- Input data:
■ ■ ■ ■ ■
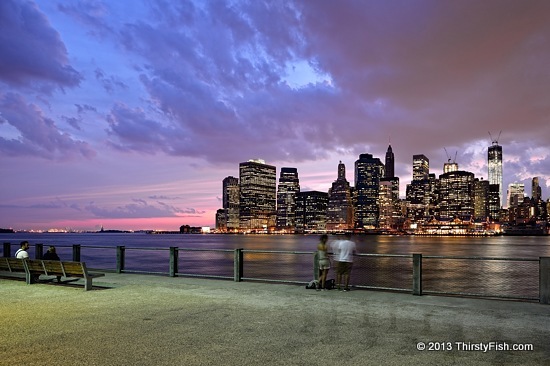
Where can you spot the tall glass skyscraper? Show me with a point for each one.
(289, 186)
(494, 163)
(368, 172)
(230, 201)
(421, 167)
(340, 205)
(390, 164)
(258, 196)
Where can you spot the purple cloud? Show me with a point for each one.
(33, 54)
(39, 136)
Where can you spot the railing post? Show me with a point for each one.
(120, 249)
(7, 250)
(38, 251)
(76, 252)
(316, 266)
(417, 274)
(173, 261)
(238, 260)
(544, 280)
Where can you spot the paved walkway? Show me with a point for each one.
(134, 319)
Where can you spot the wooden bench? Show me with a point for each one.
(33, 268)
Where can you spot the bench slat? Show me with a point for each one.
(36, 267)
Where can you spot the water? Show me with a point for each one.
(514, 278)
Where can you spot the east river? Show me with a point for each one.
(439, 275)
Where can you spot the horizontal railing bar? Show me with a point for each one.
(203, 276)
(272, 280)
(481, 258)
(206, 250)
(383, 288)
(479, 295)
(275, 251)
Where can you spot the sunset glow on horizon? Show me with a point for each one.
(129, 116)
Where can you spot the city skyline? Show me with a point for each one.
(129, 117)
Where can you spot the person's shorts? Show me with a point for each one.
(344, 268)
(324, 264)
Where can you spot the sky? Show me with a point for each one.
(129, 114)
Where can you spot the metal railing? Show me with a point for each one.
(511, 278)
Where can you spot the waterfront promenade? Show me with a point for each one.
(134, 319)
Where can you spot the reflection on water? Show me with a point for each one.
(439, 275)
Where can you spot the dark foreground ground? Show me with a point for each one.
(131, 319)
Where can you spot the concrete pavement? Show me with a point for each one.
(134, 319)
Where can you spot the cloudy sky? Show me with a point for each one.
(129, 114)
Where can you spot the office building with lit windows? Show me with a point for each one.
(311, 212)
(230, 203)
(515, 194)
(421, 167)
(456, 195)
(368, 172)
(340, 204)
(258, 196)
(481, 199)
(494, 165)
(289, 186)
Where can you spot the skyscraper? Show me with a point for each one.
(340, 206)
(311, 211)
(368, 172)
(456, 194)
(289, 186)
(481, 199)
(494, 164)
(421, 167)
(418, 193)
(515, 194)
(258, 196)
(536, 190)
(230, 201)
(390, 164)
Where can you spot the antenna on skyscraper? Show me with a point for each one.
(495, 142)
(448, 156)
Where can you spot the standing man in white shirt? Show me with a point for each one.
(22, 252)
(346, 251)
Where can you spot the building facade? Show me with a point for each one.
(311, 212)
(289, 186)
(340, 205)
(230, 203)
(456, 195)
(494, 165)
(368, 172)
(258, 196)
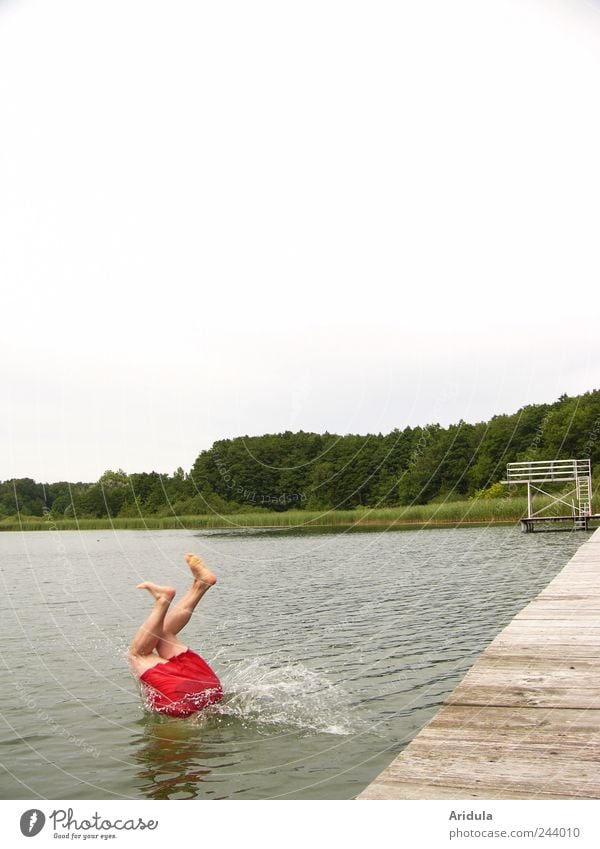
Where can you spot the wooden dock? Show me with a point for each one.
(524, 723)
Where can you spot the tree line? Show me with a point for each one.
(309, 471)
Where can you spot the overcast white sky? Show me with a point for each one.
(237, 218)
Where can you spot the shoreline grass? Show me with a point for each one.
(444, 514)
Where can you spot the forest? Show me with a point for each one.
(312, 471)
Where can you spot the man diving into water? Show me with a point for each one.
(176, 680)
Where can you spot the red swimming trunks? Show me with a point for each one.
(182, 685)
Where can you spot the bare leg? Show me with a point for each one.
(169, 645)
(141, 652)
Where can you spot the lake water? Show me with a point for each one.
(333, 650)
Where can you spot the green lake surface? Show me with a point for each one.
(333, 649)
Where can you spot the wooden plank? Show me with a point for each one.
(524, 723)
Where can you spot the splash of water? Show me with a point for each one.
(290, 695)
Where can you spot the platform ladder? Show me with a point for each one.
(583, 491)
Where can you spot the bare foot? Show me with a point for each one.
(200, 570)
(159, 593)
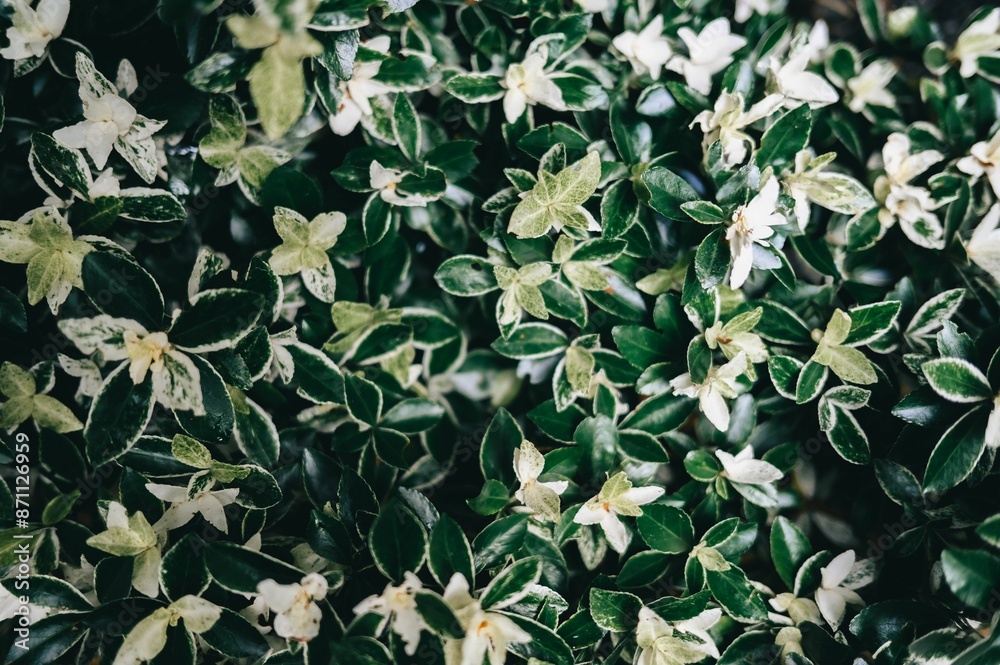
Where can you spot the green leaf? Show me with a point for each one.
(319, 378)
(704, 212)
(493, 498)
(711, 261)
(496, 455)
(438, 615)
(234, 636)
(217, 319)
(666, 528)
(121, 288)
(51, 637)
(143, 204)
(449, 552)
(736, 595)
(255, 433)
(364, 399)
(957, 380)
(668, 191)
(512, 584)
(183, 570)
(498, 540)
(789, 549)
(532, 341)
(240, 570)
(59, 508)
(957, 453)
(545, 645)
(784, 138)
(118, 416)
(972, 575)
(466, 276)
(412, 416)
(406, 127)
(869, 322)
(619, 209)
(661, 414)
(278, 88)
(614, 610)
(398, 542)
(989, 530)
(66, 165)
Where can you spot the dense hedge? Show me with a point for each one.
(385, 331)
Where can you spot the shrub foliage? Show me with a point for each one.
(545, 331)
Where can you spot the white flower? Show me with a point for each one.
■ ■ ■ ■ ■
- Task item: Would you retype all the lines shown above, exactly as written and without any picture?

- Task result:
Where can you spot the tall glass skyscraper? Show me with a point for each one.
(289, 186)
(494, 163)
(368, 172)
(230, 201)
(421, 167)
(340, 205)
(390, 164)
(258, 196)
Where can you spot the purple cloud? Show me with a point for each one.
(33, 54)
(39, 136)
Where can you spot the railing post? Show me with a point for each one.
(120, 249)
(7, 250)
(38, 251)
(76, 252)
(316, 266)
(417, 274)
(173, 261)
(238, 260)
(544, 280)
Where can you spot the paved walkway? Show me with a point for each one.
(134, 319)
Where can you spot the wooden bench? Show me with a point for each one.
(33, 268)
Where can you spot the bench slat? Show me with a point for each one.
(36, 267)
Where can you spot the water? Show me with a point for each one.
(514, 278)
Where can you spot the east river? Show me with a point for each one.
(439, 275)
Where can you spot the horizontal railing bar? Show me with a point for each one.
(203, 276)
(272, 280)
(481, 258)
(206, 250)
(383, 288)
(479, 295)
(275, 251)
Where can you spot the sunset glow on horizon? Show me with a point for each one.
(129, 116)
Where can you spot the city skyline? Show me with a point for each one.
(129, 117)
Where can you spot the person's shorts? Show me with a point for each one.
(344, 268)
(324, 264)
Where can you spot the sky? Show me with a point for each one.
(129, 114)
Where can you spot the metal railing? Show me with a point for each one.
(511, 278)
Where can you spot the waterfront promenade? Show me with a point for each one.
(134, 319)
Where can you spot the reflection on water? Show me with a point for each one.
(439, 275)
Where can you spot the dark foreground ground? Show me with a point for each one.
(131, 319)
Where can you spot the concrete pavement? Show me with a point for each one.
(134, 319)
Where can you spot the cloudy sky? Show me with a point for each one.
(129, 114)
Where can you spot the office building with lit windows? Show me with a point for each one.
(311, 212)
(230, 203)
(515, 194)
(421, 167)
(456, 195)
(368, 172)
(340, 204)
(258, 196)
(481, 199)
(494, 165)
(289, 186)
Where can you spot the skyscraper? Show me with a point for each one.
(340, 206)
(311, 211)
(368, 172)
(456, 194)
(289, 186)
(481, 199)
(494, 164)
(421, 167)
(418, 193)
(515, 194)
(258, 196)
(536, 190)
(230, 201)
(390, 164)
Where can you spot the antenna on skyscraper? Show me with a point for each one.
(495, 142)
(448, 156)
Where can you spot the standing man in white shirt? Show me with a point for each one.
(22, 252)
(346, 251)
Where can you spot the building facade? Show me with a point for each one.
(311, 212)
(289, 186)
(340, 205)
(230, 203)
(456, 195)
(494, 165)
(368, 172)
(258, 196)
Where can you spot the wooden dock? Show me with a point for each one.
(524, 723)
Where can you spot the tree line? Show me with a point for each one.
(309, 471)
Where can you spot the overcast white sky? Show me with a point for each one.
(237, 218)
Where can you spot the shoreline grass? Show me with a point for each one.
(444, 514)
Where can you spot the forest? Show me with a point for each one.
(312, 471)
Where can you spot the man diving into water? Show me with a point for each one.
(176, 680)
Where can you spot the red swimming trunks? Show me with a point for each one.
(182, 685)
Where can you spot the bare leg? Show me with a point for each one.
(169, 645)
(141, 652)
Where can you spot the lake water? Show me with a point for each one.
(333, 650)
Where can you spot the green lake surface? Show me with a point for each one.
(333, 649)
Where can you spot the wooden plank? Show me with a point for each one.
(524, 723)
Where can you spot the splash of water? Show me with a point for each one.
(290, 695)
Where can you spot the platform ladder? Show me with a point for each one.
(583, 491)
Where can you spot the bare foot? Show me with a point for each one.
(200, 570)
(159, 593)
Where can you spot the green leaf? Show me with a point for each one.
(319, 378)
(704, 212)
(493, 498)
(711, 261)
(496, 455)
(438, 615)
(234, 636)
(217, 319)
(666, 528)
(121, 288)
(51, 637)
(143, 204)
(449, 552)
(736, 595)
(255, 433)
(364, 399)
(957, 380)
(668, 191)
(512, 584)
(183, 570)
(498, 540)
(789, 549)
(532, 341)
(240, 570)
(59, 508)
(957, 453)
(545, 645)
(784, 138)
(118, 416)
(972, 575)
(466, 276)
(412, 416)
(406, 127)
(869, 322)
(619, 209)
(661, 414)
(278, 88)
(614, 610)
(398, 542)
(989, 530)
(66, 165)
Where can you spot the dense hedge? Show me with a point for each one.
(385, 331)
Where can you spot the shrub foliage? Show me with a point for each one.
(545, 331)
Where can you spot the white flower? Show me with a point for each one.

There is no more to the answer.